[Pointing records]

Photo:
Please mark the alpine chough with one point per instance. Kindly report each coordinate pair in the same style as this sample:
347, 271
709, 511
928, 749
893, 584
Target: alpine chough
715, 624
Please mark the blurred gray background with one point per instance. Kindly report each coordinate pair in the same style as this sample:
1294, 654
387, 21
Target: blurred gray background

Your objective
Write out the records again with every "coordinate pair" swapped for "pair of coordinates". Leave everything else unchanged.

Solution to the exercise
Photo:
Please mark the alpine chough with one point per instance. Kindly report each pair of coordinates in the same style as this sample:
347, 271
709, 511
928, 749
893, 584
Target: alpine chough
715, 624
Please mark the blurred gray background with one point per instance. Kindly report each pair of coordinates in the same style as this sample:
1294, 654
387, 21
Target: blurred gray background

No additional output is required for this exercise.